__Instructions for the task__. Rewrite the listing from the line containing "target: pink flower bud" through the line containing "373 150 L 373", keeping the requests and sample outputs unchanged. In the answer outlines only, multiply every number (the viewBox dimensions and all point coordinates) by 0.85 and round each result to a whole number, with halves rounded up.

(Stored records)
☆ ☆ ☆ ☆

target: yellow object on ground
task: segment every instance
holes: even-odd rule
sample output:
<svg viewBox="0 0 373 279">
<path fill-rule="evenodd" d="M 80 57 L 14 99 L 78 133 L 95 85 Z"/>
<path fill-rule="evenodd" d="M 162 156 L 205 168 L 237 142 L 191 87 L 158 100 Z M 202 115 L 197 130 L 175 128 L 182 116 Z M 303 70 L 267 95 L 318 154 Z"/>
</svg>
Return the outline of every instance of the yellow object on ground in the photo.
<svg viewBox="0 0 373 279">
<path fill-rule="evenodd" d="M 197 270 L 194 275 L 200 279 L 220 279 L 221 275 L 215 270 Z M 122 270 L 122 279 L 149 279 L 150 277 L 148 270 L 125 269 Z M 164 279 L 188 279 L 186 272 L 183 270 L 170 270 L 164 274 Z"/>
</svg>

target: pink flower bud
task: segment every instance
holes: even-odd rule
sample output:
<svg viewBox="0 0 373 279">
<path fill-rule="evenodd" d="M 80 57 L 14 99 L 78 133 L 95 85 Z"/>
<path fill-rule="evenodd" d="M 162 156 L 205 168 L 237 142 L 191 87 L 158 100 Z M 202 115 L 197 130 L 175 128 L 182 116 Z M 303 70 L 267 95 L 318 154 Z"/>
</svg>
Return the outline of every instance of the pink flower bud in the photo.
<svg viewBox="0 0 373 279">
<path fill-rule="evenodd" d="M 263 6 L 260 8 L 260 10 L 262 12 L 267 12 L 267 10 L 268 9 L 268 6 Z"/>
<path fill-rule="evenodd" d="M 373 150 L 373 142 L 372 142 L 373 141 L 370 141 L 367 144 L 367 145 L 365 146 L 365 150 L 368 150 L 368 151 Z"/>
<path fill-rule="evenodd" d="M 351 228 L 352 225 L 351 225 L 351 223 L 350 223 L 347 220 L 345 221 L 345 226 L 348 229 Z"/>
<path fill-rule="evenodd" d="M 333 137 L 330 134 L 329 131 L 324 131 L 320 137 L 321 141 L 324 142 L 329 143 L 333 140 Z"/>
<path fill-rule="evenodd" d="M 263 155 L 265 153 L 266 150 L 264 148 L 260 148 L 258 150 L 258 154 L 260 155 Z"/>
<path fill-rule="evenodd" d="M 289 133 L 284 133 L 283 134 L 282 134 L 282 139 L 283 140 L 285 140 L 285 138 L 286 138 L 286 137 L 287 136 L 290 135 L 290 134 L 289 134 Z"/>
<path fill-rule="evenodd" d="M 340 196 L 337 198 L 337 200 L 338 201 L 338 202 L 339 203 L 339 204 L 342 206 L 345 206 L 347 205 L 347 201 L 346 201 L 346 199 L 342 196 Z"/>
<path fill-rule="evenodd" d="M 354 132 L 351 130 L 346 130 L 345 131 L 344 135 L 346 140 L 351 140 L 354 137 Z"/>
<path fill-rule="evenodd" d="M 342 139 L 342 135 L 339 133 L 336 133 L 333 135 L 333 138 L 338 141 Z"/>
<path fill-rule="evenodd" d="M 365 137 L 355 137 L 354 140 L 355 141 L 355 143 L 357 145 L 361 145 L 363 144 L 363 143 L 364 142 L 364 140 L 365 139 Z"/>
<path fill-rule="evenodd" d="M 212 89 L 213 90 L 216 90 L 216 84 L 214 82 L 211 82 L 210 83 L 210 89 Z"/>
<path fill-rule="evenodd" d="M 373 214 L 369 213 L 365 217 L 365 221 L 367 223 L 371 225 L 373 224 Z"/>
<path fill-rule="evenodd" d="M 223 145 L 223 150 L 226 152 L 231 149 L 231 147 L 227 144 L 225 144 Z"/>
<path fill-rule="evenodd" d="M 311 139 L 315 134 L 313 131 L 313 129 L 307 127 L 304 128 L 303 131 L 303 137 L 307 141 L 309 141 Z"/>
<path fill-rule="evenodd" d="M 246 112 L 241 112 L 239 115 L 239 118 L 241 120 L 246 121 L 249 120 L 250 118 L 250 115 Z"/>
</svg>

☆ ☆ ☆ ☆

__Response to the task__.
target: pink flower bud
task: segment every instance
holes: even-odd rule
sample output:
<svg viewBox="0 0 373 279">
<path fill-rule="evenodd" d="M 80 57 L 14 99 L 78 133 L 95 85 Z"/>
<path fill-rule="evenodd" d="M 162 156 L 205 168 L 237 142 L 191 87 L 158 100 Z M 202 115 L 197 130 L 175 128 L 182 116 Z M 303 70 L 267 95 L 318 154 Z"/>
</svg>
Return the outline of every instance of the pink flower bud in the photo.
<svg viewBox="0 0 317 237">
<path fill-rule="evenodd" d="M 224 5 L 221 7 L 221 9 L 223 10 L 227 10 L 227 9 L 228 8 L 228 5 Z"/>
<path fill-rule="evenodd" d="M 317 128 L 317 121 L 316 121 L 317 120 L 315 120 L 312 122 L 312 123 L 310 124 L 310 128 L 313 128 L 313 128 Z"/>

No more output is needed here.